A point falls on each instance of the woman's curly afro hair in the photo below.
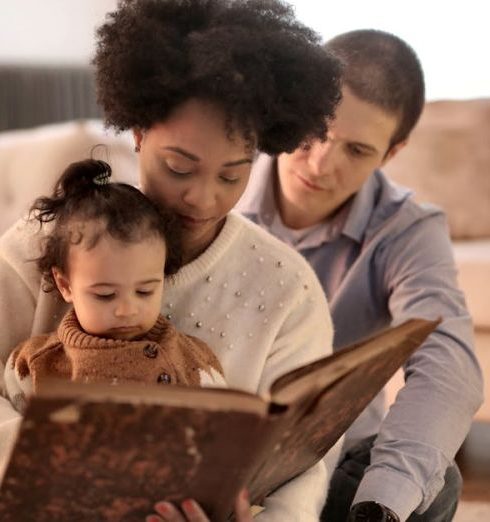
(268, 72)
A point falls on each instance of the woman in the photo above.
(204, 84)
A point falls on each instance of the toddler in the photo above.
(106, 252)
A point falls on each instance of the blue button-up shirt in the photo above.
(383, 259)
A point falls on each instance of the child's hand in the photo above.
(193, 513)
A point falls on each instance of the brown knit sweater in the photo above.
(162, 355)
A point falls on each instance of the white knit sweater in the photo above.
(253, 299)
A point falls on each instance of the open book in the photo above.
(100, 452)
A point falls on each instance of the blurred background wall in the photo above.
(451, 38)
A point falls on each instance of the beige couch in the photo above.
(447, 162)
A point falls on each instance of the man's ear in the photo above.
(62, 283)
(393, 151)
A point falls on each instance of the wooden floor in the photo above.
(474, 462)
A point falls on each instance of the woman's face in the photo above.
(189, 164)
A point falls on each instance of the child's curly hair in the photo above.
(269, 73)
(83, 194)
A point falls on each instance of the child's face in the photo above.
(116, 288)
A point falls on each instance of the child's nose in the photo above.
(125, 308)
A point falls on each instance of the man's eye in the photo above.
(104, 297)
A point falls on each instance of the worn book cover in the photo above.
(96, 452)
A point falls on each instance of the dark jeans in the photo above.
(349, 472)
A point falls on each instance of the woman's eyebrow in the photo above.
(193, 157)
(183, 152)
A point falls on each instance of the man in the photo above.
(381, 259)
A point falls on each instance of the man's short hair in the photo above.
(382, 69)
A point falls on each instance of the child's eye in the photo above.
(104, 297)
(144, 293)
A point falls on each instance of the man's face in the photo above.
(316, 179)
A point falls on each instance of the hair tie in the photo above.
(102, 178)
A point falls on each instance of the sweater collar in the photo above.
(70, 333)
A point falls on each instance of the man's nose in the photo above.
(200, 196)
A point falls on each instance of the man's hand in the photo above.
(192, 511)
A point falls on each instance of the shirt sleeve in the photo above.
(432, 413)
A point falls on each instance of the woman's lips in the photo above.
(192, 222)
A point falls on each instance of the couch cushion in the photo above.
(473, 262)
(447, 162)
(32, 160)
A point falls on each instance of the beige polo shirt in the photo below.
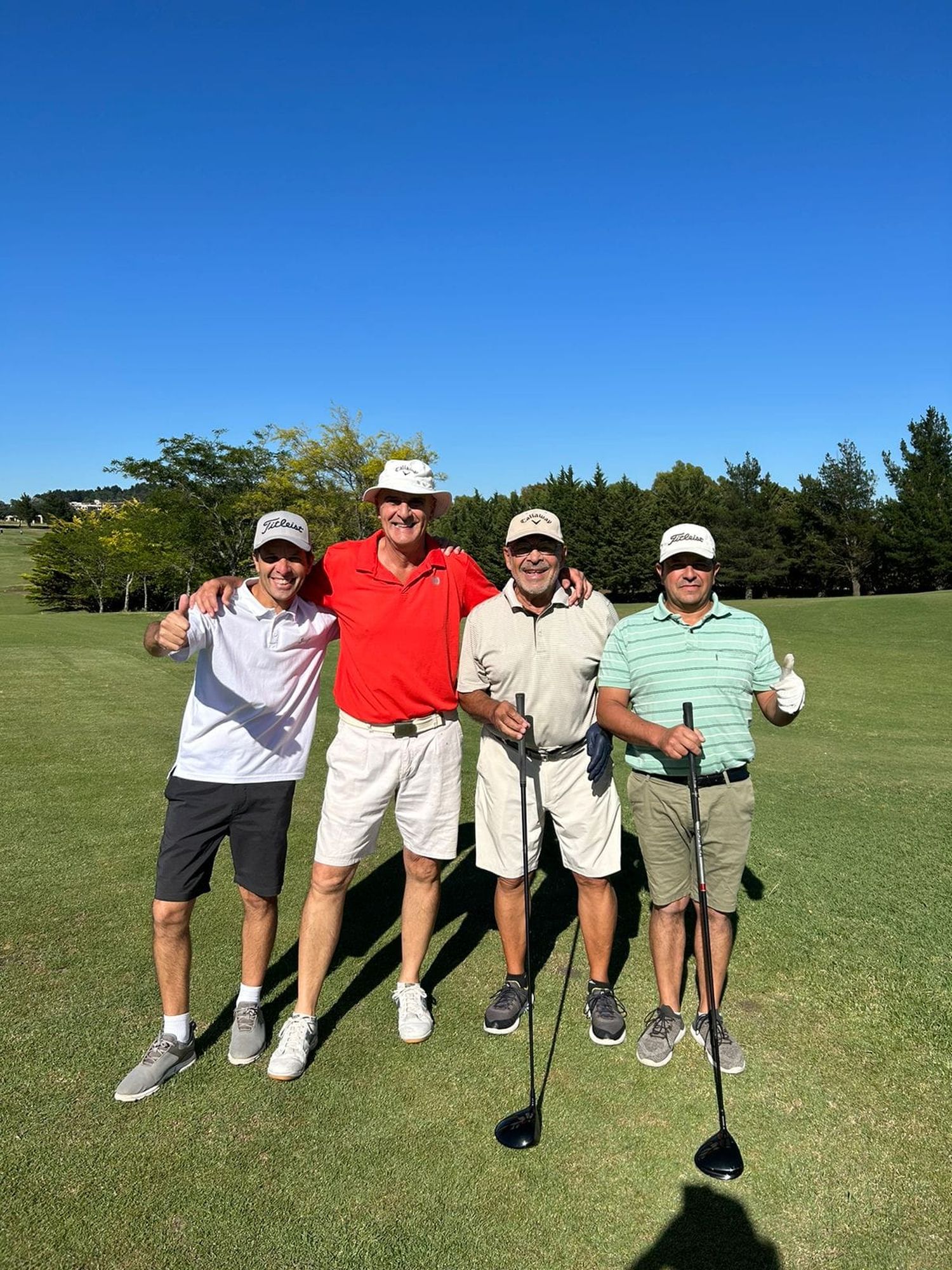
(553, 658)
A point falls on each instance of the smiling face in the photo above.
(535, 563)
(689, 582)
(281, 568)
(404, 520)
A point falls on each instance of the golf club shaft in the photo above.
(521, 709)
(705, 920)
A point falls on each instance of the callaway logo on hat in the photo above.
(535, 521)
(690, 539)
(409, 477)
(282, 525)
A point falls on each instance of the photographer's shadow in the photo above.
(711, 1233)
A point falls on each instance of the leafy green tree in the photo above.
(918, 523)
(324, 477)
(76, 565)
(215, 492)
(755, 558)
(837, 510)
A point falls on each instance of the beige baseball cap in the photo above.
(535, 521)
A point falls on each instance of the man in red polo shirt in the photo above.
(399, 601)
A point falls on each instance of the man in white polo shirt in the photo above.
(530, 641)
(244, 744)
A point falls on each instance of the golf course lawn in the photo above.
(383, 1155)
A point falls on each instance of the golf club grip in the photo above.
(521, 709)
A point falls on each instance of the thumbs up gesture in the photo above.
(790, 689)
(173, 629)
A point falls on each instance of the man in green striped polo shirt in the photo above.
(691, 648)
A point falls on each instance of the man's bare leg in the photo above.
(667, 940)
(722, 946)
(420, 912)
(598, 915)
(258, 930)
(321, 930)
(172, 951)
(510, 909)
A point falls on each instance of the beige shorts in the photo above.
(666, 830)
(367, 769)
(587, 819)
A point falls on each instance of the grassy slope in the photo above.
(384, 1154)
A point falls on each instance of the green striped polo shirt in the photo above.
(717, 665)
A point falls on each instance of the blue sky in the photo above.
(540, 233)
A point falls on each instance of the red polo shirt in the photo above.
(399, 641)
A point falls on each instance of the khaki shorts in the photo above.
(666, 830)
(367, 769)
(587, 819)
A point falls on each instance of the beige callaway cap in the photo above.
(535, 521)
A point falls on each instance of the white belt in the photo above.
(403, 727)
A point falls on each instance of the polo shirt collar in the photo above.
(559, 598)
(256, 609)
(367, 559)
(663, 613)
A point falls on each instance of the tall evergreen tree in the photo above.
(918, 521)
(838, 519)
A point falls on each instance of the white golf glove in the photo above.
(790, 689)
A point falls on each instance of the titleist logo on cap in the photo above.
(281, 523)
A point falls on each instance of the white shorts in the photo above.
(587, 817)
(367, 769)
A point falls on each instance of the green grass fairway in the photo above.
(383, 1155)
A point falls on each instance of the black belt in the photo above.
(545, 755)
(727, 778)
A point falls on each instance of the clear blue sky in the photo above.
(541, 233)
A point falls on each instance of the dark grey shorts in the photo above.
(201, 813)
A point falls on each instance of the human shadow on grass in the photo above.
(711, 1233)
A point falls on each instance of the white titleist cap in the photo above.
(689, 539)
(409, 477)
(284, 525)
(535, 521)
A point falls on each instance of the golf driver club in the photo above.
(720, 1156)
(525, 1128)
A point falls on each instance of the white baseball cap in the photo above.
(535, 521)
(689, 539)
(409, 477)
(282, 525)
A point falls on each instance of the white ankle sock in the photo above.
(180, 1026)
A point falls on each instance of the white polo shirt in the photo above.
(251, 714)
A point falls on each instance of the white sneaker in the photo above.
(414, 1020)
(296, 1041)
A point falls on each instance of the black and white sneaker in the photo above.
(607, 1015)
(506, 1009)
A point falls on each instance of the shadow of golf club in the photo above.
(711, 1233)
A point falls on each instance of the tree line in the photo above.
(196, 505)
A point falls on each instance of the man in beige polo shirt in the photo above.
(529, 641)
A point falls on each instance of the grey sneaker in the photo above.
(506, 1009)
(296, 1041)
(164, 1059)
(607, 1015)
(414, 1020)
(729, 1051)
(247, 1034)
(663, 1031)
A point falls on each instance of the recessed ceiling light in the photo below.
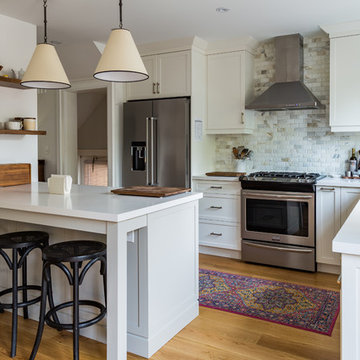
(222, 10)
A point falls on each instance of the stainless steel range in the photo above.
(278, 219)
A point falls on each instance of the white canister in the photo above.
(60, 184)
(29, 124)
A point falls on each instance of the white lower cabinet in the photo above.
(333, 206)
(327, 223)
(219, 215)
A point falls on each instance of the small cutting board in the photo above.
(225, 173)
(150, 191)
(15, 174)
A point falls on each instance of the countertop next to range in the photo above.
(216, 178)
(340, 182)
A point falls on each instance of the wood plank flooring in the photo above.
(214, 335)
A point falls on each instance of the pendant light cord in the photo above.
(45, 22)
(120, 9)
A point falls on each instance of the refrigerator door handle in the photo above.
(154, 145)
(148, 154)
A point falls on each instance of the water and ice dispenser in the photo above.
(138, 156)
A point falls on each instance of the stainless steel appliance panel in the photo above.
(135, 119)
(160, 130)
(171, 142)
(278, 255)
(280, 217)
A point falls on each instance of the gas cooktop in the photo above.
(280, 181)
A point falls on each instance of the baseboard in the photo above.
(147, 347)
(328, 268)
(233, 254)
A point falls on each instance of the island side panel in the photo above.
(350, 307)
(172, 273)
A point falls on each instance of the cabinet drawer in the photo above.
(218, 187)
(219, 208)
(221, 236)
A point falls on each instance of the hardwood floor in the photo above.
(214, 335)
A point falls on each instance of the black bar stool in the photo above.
(21, 244)
(75, 253)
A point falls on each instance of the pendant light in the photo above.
(45, 70)
(121, 61)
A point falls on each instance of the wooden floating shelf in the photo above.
(10, 82)
(23, 132)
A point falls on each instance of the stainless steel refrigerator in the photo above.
(157, 142)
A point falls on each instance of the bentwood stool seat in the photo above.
(74, 253)
(21, 244)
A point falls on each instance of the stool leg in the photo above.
(44, 292)
(51, 298)
(76, 311)
(14, 303)
(24, 274)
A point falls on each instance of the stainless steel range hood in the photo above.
(289, 92)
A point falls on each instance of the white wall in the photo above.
(48, 108)
(17, 41)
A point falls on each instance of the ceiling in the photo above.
(75, 21)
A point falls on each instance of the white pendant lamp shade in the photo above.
(45, 70)
(121, 61)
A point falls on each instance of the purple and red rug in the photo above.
(303, 307)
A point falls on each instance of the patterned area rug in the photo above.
(288, 304)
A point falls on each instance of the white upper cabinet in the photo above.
(144, 89)
(169, 76)
(230, 86)
(344, 76)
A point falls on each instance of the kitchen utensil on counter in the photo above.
(60, 184)
(243, 153)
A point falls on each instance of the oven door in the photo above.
(279, 217)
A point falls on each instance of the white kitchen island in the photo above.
(347, 242)
(152, 255)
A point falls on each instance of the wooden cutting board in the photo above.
(225, 173)
(15, 174)
(150, 191)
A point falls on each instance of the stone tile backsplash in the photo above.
(298, 140)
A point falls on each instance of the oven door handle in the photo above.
(277, 196)
(280, 248)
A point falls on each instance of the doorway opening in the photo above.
(92, 137)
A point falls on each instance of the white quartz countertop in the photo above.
(347, 240)
(216, 178)
(90, 202)
(328, 181)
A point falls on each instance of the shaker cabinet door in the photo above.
(345, 83)
(327, 223)
(144, 89)
(349, 198)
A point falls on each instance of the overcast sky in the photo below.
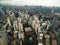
(31, 2)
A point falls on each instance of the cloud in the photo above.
(32, 2)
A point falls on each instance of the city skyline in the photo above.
(31, 2)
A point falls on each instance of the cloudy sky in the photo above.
(31, 2)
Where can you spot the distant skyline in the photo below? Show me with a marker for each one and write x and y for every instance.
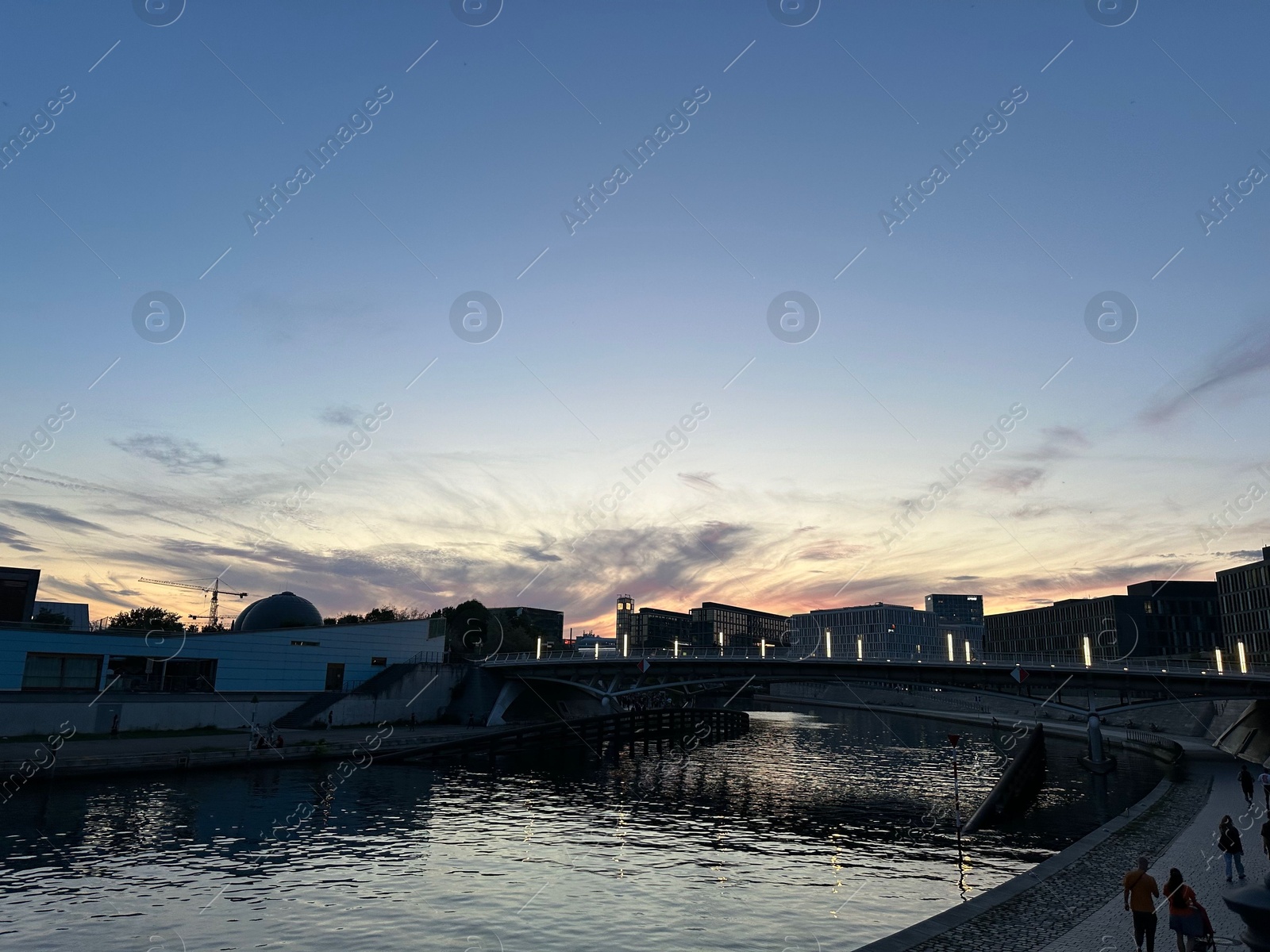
(677, 300)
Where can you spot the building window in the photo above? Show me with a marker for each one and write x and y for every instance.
(61, 672)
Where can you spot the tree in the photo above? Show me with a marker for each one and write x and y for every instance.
(468, 630)
(152, 619)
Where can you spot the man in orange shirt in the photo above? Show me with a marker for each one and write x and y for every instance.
(1140, 895)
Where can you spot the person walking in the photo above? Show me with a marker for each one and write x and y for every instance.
(1246, 784)
(1229, 842)
(1185, 916)
(1140, 895)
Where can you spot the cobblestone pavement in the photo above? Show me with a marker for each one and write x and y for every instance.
(1043, 917)
(1194, 852)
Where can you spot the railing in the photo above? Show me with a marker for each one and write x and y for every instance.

### Task statement
Exactly the lines from the one containing "Where can you spot the cobblestone" through the last line of the records are to be transcribed, both endpoints included.

### Solution below
Where can you spot the cobblestone pavement in the photo above? Show me with a marker for each one and write x and y for every instance.
(1043, 917)
(1194, 852)
Where can you spot the railing in the photo above? Show me with a marker for each one and write x and y for every instance.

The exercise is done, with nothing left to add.